Но надо жить без самозванства,
Так жить, чтобы в конце концов
Привлечь к себе любовь пространства,
Услышать будущего зов.
Борис Пастернак
Окончание университетской учебы Игоря Инова (Иванова) пришлось на время хрущевской оттепели. Легко было обмануться, поверить в свободу и открытость. Но оттепель была недолгой. Потом ожог: 1958 — травля Пастернака, 1964 — судилище над Бродским, 1968 — подавление Пражской весны.
«Тревожась и негодуя»
Пастернак был для Игоря Владимировича кумиром, строки, взятые мной в качестве эпиграфа, он часто цитировал, а последней работой, которую он еще успел увидеть, ненадолго придя в сознание в больнице после кровоизлияния в мозг, была брошюра «Поэтическая Чехия Бориса Пастернака», изданная усилиями двух университетов Чехии — в Градце Кралове и Усти-над-Лабем.

━━━━━━━━

§ **ВЫПОЛНИТЕ ЗАДАНИЯ**
1) Выпишите все события, которые в тексте об Игоре Инове названы вместе с годом.
2) Переведите на английский предложение из текста об Игоре Инове: «Легко было обмануться, поверить в свободу и открытость».
3) По тексту об Игоре Инове, чьими усилиями издана брошюра «Поэтическая Чехия Бориса Пастернака»?

Фрагменты набора данных с указанием точек:

━━━━━━━━

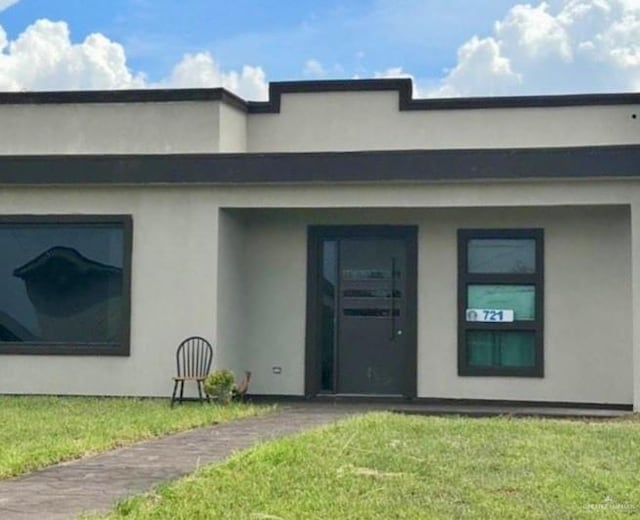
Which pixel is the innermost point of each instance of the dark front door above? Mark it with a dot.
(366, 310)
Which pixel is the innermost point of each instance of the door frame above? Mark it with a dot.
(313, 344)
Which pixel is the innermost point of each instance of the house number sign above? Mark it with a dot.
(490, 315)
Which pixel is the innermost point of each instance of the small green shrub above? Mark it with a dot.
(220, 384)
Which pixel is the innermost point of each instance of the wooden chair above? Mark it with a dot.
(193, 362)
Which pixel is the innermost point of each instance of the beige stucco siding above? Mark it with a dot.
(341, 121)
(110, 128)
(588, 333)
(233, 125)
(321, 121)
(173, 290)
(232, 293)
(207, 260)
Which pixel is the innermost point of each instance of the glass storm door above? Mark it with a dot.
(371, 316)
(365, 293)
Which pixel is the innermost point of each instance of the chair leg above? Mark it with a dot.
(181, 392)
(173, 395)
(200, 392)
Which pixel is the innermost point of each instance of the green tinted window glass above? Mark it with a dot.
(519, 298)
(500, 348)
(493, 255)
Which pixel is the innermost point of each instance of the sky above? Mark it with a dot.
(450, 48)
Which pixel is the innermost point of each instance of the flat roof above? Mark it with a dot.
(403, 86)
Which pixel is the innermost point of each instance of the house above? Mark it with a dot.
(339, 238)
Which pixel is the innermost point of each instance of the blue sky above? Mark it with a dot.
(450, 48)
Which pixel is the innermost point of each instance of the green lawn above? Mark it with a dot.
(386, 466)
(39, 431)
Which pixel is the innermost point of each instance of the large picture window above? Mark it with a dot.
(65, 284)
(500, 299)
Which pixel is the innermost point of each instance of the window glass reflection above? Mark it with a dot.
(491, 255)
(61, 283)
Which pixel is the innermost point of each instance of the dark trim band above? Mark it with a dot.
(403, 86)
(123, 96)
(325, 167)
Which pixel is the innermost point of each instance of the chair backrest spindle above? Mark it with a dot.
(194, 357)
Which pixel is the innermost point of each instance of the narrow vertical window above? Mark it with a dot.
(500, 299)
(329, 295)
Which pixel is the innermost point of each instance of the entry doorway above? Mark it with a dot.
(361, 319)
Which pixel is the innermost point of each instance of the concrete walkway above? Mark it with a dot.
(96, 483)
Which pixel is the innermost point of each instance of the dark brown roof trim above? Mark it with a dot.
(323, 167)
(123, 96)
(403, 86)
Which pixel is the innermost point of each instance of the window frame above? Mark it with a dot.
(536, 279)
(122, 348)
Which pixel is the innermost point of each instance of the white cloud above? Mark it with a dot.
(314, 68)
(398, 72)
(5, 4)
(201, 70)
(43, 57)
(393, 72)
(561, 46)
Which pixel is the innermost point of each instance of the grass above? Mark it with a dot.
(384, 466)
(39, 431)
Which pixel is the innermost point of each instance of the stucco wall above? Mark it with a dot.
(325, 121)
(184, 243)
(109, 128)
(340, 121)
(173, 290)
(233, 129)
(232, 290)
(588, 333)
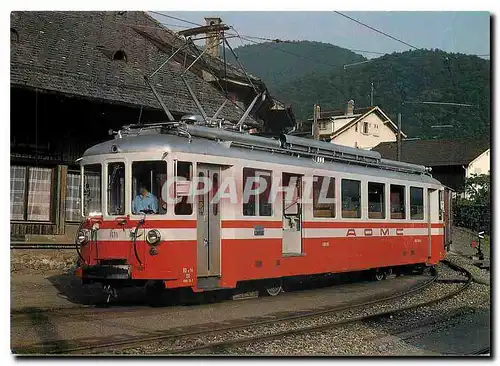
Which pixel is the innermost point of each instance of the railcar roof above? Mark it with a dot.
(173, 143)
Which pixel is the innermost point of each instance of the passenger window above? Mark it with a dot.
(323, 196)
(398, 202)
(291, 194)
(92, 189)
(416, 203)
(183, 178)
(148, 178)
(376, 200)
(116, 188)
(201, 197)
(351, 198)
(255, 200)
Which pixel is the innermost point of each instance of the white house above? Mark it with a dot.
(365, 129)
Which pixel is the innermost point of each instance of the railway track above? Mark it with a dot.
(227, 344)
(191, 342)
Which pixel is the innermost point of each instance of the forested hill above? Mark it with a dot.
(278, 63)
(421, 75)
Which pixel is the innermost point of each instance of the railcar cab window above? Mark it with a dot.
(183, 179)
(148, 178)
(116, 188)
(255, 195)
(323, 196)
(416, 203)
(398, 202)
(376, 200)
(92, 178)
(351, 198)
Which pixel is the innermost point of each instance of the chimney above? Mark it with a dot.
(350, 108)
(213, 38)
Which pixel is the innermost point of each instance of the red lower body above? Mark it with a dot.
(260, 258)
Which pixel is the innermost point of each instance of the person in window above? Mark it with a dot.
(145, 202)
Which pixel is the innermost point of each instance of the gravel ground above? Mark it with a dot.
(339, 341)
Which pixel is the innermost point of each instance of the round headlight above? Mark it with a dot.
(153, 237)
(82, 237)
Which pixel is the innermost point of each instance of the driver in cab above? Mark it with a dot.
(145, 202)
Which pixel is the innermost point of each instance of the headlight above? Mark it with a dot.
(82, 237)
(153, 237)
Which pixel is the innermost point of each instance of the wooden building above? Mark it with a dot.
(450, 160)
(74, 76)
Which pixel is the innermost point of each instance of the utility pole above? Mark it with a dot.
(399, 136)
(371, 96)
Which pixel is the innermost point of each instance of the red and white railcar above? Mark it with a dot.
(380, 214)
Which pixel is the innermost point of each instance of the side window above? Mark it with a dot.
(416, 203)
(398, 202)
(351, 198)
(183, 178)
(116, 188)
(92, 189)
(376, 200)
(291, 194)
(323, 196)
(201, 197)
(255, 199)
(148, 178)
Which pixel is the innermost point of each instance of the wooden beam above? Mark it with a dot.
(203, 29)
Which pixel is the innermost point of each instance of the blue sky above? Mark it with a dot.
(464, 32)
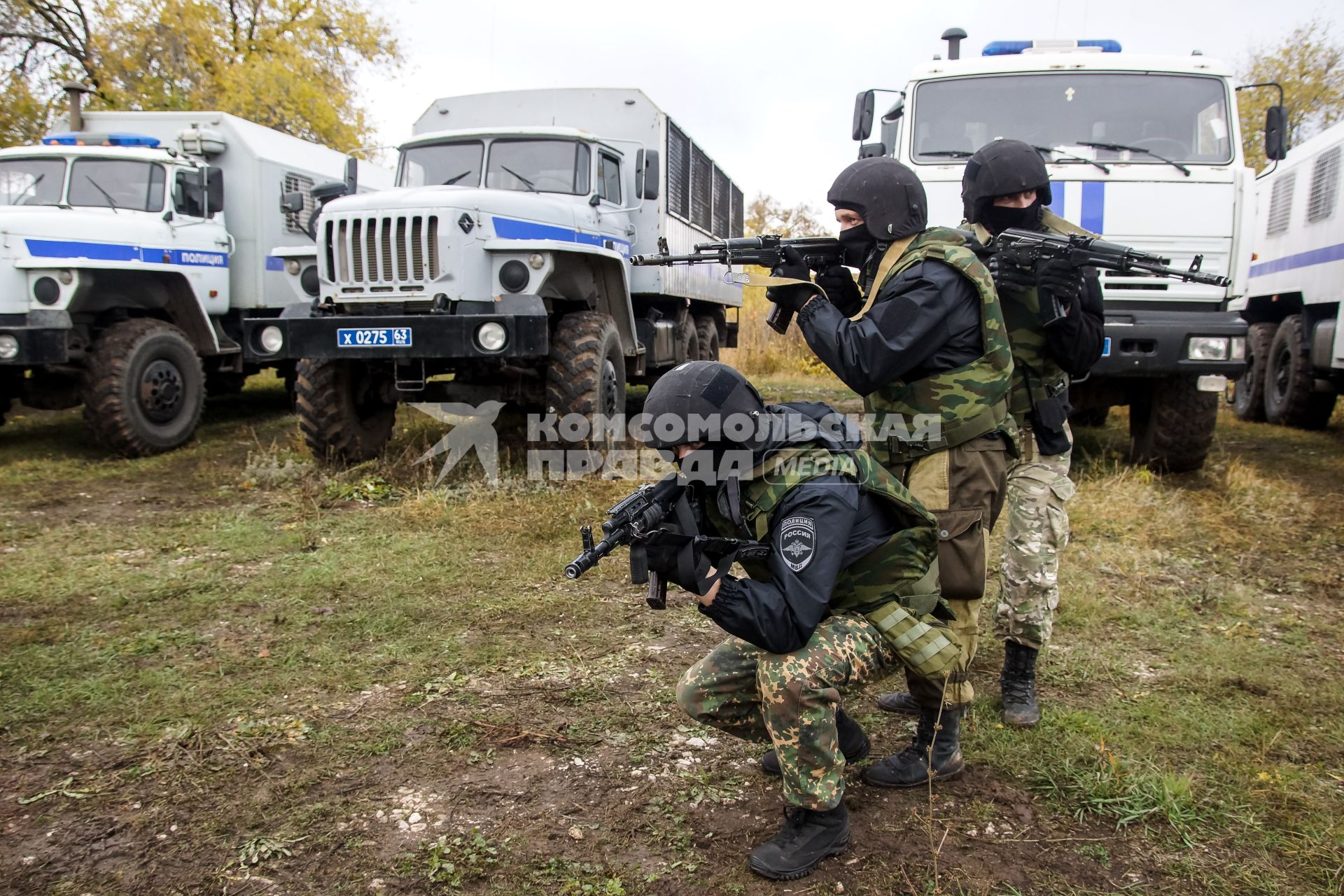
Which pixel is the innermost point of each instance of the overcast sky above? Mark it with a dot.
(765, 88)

━━━━━━━━

§ **ПОЛНЫЕ ОТВЕТЫ**
1) 1958 — травля Пастернака; 1964 — судилище над Бродским; 1968 — подавление Пражской весны.

2) It was easy to be deceived, to believe in freedom and openness.

3) Усилиями двух университетов Чехии — в Градце Кралове и Усти-над-Лабем.